Rewrite the lines from the one containing "Target: cumulus cloud" through the final line, putting "cliff face" in place of "rock face" and leaving everything else unchanged. Give only those lines.
====== Records for this exercise
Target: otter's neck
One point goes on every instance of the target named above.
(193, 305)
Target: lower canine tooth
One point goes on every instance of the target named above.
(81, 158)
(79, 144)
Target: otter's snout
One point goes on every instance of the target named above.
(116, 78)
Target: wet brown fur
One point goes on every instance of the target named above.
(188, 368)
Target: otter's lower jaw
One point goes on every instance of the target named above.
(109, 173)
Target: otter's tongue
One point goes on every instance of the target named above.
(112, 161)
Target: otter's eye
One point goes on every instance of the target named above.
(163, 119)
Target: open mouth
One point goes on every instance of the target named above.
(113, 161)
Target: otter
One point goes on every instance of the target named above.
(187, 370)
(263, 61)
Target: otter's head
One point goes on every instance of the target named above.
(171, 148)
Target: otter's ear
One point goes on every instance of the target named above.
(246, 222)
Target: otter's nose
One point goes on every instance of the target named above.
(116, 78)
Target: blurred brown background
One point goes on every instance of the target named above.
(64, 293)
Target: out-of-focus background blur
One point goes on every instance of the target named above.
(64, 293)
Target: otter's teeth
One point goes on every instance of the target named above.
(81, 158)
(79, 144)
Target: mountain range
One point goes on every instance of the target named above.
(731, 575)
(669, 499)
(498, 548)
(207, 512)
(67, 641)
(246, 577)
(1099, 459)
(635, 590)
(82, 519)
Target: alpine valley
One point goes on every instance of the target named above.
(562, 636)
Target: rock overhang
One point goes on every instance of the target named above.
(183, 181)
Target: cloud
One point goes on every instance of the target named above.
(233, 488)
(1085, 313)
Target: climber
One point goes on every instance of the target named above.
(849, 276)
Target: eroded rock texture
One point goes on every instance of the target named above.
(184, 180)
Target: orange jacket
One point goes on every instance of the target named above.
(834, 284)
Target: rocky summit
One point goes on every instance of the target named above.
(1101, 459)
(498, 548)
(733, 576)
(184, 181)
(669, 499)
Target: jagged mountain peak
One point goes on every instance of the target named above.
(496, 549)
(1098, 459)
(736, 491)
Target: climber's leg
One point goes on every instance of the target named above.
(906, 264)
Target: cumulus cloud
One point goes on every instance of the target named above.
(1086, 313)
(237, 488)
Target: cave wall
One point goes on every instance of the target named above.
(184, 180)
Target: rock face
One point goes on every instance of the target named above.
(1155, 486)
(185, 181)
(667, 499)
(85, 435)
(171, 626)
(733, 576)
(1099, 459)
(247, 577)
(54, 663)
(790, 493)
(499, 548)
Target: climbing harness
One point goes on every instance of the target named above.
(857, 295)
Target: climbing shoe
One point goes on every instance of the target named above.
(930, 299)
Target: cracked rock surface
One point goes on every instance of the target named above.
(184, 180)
============
Result —
Target: cumulus cloud
One point goes on every instance of the target named above.
(1086, 313)
(237, 488)
Target: cave wall
One point goes on every instance of the target named above.
(184, 180)
Target: cliff face
One point goes on every instance of the target named above.
(1155, 486)
(185, 181)
(667, 499)
(85, 435)
(171, 626)
(733, 576)
(1099, 459)
(247, 577)
(54, 663)
(790, 493)
(499, 548)
Target: climbing harness
One point goes on every instance of the target named above.
(857, 295)
Target: climbing shoe
One point goes on every instance of the target named above.
(930, 299)
Target: cracked rock surface
One point goes on every instance of the target named above.
(184, 180)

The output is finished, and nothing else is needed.